■ Given data
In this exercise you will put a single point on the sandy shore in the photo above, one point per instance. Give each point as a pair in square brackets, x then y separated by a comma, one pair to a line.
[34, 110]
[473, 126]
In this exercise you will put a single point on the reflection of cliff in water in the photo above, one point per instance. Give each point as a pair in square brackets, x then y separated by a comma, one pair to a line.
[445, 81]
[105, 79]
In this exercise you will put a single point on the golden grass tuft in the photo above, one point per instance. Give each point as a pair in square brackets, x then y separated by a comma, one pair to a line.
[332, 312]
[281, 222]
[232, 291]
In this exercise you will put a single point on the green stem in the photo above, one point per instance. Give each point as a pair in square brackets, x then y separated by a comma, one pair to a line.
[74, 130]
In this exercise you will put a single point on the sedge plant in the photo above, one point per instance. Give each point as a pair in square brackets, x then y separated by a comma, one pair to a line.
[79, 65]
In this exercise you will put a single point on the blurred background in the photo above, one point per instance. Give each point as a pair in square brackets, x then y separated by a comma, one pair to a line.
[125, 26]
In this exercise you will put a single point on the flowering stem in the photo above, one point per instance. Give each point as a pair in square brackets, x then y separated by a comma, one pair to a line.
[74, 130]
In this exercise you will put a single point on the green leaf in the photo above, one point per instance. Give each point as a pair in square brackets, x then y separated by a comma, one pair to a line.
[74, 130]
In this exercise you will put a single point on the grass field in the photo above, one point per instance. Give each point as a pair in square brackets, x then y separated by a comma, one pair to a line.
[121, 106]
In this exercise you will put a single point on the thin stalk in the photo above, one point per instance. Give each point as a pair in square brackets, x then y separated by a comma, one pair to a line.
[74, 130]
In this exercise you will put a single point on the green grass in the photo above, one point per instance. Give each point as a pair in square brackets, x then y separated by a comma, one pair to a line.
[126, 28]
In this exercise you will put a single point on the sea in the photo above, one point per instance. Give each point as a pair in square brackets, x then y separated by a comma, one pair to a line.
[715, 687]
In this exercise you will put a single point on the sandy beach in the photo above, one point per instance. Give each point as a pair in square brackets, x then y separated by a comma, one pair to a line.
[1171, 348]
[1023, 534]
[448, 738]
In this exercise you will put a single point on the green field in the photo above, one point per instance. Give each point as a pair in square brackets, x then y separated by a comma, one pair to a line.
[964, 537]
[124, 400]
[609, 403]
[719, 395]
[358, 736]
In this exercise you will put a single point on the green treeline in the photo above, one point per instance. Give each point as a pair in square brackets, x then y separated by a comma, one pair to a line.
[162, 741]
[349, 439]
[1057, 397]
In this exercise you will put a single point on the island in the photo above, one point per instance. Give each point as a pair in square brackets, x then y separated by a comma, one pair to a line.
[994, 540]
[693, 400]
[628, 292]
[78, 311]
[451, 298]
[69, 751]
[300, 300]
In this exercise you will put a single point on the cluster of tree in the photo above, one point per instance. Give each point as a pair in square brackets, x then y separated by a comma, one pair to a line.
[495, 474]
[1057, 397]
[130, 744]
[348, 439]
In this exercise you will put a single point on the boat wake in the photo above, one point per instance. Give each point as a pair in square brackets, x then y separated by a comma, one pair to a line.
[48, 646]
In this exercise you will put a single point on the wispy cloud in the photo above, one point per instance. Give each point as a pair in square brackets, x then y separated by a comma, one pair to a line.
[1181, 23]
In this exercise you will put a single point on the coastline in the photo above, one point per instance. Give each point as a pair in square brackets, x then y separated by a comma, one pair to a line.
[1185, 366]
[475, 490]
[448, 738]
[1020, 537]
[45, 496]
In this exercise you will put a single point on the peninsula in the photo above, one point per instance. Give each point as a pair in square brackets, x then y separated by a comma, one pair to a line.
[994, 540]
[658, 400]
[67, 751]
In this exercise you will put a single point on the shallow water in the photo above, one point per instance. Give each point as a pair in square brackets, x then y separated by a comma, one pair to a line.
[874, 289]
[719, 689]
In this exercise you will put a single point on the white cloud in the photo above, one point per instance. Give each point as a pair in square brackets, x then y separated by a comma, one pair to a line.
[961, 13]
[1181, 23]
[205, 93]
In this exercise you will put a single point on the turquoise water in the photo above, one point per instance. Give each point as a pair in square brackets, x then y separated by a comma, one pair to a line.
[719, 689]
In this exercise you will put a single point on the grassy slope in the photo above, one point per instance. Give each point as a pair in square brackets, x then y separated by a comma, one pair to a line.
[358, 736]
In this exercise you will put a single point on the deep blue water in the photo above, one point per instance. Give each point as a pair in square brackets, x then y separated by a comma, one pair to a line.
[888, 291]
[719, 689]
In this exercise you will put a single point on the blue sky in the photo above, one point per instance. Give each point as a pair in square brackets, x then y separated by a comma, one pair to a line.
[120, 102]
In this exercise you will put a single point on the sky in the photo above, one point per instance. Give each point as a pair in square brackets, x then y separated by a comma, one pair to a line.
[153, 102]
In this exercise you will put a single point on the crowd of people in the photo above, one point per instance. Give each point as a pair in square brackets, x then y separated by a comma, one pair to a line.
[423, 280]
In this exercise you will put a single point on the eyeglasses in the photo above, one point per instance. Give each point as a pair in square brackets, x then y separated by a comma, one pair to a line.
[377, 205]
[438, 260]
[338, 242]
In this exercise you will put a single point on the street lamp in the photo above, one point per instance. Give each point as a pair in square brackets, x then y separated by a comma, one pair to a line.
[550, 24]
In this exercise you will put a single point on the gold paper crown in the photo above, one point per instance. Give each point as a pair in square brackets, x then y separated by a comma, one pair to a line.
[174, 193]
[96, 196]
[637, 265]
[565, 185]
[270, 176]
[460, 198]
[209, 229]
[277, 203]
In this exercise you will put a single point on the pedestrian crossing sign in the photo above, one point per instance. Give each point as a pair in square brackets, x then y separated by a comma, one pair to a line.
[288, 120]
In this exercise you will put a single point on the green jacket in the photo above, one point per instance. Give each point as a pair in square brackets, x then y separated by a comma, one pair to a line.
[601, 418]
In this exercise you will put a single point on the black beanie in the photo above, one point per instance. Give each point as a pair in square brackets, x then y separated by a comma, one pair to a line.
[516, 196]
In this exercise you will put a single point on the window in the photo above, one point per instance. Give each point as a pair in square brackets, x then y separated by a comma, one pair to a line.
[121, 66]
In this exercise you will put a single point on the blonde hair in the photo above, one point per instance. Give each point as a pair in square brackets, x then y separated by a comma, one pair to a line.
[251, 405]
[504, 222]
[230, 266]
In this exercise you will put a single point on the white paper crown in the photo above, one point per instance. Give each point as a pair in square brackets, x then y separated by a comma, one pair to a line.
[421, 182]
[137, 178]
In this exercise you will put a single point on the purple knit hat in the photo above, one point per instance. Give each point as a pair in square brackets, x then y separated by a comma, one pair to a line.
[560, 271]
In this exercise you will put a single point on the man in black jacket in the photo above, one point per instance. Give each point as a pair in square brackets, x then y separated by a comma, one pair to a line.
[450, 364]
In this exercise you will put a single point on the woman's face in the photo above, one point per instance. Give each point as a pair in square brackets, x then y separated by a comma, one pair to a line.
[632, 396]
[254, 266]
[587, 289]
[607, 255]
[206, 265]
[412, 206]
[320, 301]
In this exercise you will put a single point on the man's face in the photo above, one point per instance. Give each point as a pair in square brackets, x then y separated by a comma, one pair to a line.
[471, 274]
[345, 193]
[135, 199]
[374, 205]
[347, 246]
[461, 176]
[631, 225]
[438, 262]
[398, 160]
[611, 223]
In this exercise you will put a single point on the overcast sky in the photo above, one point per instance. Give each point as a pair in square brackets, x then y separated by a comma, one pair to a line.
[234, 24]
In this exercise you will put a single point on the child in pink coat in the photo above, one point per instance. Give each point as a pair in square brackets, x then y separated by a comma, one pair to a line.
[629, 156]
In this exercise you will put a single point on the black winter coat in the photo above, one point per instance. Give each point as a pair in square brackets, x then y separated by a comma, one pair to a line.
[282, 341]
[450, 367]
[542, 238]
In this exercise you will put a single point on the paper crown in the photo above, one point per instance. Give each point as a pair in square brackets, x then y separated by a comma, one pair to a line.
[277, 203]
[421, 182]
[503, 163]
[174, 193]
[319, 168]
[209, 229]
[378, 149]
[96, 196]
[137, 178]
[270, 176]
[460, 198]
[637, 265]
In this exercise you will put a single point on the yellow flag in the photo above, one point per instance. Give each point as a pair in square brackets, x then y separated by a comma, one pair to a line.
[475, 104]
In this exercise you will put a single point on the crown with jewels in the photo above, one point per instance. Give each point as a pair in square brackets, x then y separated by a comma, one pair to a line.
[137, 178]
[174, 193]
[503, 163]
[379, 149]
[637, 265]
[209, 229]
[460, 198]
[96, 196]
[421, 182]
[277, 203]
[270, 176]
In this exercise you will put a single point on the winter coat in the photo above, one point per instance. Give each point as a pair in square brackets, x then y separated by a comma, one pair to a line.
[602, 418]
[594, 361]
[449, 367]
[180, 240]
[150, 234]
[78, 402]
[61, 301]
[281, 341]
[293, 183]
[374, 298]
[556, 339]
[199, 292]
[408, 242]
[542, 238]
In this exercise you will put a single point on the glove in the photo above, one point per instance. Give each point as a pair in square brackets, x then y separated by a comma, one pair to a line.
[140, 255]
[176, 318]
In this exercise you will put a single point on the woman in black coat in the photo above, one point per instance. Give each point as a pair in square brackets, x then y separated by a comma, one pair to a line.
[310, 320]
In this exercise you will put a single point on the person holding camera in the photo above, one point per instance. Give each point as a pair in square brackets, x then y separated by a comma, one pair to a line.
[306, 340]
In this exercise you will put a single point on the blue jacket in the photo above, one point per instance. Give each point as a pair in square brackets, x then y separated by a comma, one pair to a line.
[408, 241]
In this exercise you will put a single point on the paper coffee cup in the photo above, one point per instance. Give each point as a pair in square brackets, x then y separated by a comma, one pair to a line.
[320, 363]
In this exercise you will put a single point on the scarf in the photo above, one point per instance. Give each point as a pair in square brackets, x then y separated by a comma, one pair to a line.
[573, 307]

■ Task prompt
Extract the closing run of lines, starting with the one containing "the woman in" and ending at the last, exactly as written.

■ Solved problem
In this exercise you will put a single point on the woman in black coat in the photo above, one point per instance. Give each point as a pair in square brackets, x then y separated by a comma, one pair to a line.
[310, 320]
In this exercise you will put a single point on the person holding camera in the photo above, one point per instance. Give each point as a pair in square brackets, x then y separated by a comma, one pair to a line.
[306, 340]
In this exercise you will put a single point on the blue jacket in the photo above, one point per instance. Give each point as a pair in square brackets, x then y separated by a comma, one pair to a line.
[408, 241]
In this exercise you will put a single point on the paper coffee cup in the photo above, one point per instance. Give each point as a pair in square brackets, x then y separated by a comma, one pair to a line.
[320, 363]
In this exercise you will put a single point on the scarf in the photo above, one point per instance. Give each point as a pair in square brackets, x then y separated by a comma, one pair to a line.
[573, 307]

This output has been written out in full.